▸ **Trecho fornecido**:
━━━━━━

Com o tempo, as plantações foram rendendo cada vez menos até que, agora, não dá mais tempo de plantar e colher mandioca ou juta. A água do rio sobe muito mais cedo e muito mais depressa que naquela época.

Por isso, a alternativa que encontrei para ter alimentos frescos é plantar no solo no verão e, quando chega o inverno, passar tudo o que é possível para um isopor, fazendo uma horta suspensa, nos fundos de casa. Tenho no isopor hoje tomate, cebola, couve e muitas plantas medicinais como camomila, capim-santo e mastruz. Quanto aos outros mantimentos, é preciso trazer de Santarém.

━━━━━━

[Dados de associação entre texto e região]
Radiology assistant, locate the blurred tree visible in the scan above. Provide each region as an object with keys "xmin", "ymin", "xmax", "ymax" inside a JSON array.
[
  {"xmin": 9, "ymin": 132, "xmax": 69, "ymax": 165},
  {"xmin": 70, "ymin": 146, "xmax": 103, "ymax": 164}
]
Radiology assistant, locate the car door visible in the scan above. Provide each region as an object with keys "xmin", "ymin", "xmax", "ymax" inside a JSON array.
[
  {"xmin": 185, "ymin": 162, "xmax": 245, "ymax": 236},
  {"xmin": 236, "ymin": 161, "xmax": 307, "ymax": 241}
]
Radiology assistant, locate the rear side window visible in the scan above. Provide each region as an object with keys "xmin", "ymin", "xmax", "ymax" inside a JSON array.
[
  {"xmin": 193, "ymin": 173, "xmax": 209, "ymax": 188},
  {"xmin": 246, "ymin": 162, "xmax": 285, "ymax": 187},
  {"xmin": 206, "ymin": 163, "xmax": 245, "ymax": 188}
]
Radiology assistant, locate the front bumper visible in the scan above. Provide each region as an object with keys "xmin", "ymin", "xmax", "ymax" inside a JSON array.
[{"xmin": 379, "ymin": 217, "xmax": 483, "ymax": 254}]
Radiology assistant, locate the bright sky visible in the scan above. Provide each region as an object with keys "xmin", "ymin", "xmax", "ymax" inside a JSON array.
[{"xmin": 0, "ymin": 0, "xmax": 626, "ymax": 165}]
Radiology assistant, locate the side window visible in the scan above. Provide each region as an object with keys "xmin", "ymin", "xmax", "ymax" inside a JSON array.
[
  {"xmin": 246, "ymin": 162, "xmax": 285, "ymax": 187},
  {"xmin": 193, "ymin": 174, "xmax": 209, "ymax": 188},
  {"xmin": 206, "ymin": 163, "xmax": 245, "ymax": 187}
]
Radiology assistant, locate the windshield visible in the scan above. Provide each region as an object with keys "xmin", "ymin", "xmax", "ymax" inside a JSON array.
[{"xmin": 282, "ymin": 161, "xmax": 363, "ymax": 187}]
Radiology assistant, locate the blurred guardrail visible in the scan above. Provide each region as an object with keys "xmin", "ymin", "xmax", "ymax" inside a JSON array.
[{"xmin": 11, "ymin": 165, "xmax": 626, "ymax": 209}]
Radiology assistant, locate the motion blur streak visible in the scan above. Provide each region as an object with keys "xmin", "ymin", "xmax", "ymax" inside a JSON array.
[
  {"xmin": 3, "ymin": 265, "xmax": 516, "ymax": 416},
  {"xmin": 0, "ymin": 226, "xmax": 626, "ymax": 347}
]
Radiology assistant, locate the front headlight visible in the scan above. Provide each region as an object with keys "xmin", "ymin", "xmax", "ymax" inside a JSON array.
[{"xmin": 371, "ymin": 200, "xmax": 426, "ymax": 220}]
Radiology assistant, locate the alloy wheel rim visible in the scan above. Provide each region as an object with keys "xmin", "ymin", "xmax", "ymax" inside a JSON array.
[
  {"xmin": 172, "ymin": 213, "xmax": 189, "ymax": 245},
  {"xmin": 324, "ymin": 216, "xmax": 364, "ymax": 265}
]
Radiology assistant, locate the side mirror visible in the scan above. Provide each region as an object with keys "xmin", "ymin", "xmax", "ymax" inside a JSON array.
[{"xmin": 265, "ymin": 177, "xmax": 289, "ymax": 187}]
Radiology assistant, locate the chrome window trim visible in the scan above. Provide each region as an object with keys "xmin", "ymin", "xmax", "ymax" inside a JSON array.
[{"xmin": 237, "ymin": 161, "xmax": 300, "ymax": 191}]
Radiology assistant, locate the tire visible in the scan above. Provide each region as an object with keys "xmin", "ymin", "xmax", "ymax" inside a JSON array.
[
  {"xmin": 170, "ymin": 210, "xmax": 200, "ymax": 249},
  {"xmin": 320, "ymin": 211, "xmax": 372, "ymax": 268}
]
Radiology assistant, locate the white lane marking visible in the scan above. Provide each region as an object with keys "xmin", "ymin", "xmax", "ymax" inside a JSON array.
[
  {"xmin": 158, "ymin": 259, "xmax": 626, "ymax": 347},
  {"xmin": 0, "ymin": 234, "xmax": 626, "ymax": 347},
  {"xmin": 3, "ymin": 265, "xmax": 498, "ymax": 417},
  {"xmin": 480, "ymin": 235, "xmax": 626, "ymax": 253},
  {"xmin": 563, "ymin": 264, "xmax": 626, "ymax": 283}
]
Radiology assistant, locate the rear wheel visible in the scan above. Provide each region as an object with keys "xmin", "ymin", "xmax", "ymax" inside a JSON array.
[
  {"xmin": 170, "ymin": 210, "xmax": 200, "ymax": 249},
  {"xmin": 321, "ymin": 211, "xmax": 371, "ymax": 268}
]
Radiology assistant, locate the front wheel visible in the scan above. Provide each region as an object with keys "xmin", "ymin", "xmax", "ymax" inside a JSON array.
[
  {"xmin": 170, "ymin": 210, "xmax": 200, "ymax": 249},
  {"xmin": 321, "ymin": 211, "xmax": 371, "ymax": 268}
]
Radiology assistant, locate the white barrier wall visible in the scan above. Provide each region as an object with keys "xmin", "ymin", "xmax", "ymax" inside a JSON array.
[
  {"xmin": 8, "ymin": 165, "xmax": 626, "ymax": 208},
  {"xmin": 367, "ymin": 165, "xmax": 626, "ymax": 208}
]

━━━━━━

Retome o relato sobre a cheia do rio e a horta suspensa, continuando a partir da última frase do trecho fornecido.

Animais sobem com o rio


As criações também já se acostumaram a viver de acordo com o pulso da enchente. No verão, os animais ficam no chão, a maioria é criada solta. Depois, a gente os coloca em cercos de madeira e vai levantando o andaime conforme o rio vai subindo. As galinhas já se acostumaram e fazem das árvores seu poleiro. Meu marido joga milho para elas num tablado construído embaixo das árvores e só quando elas descem para comer é que a gente percebe que tem galinha ali.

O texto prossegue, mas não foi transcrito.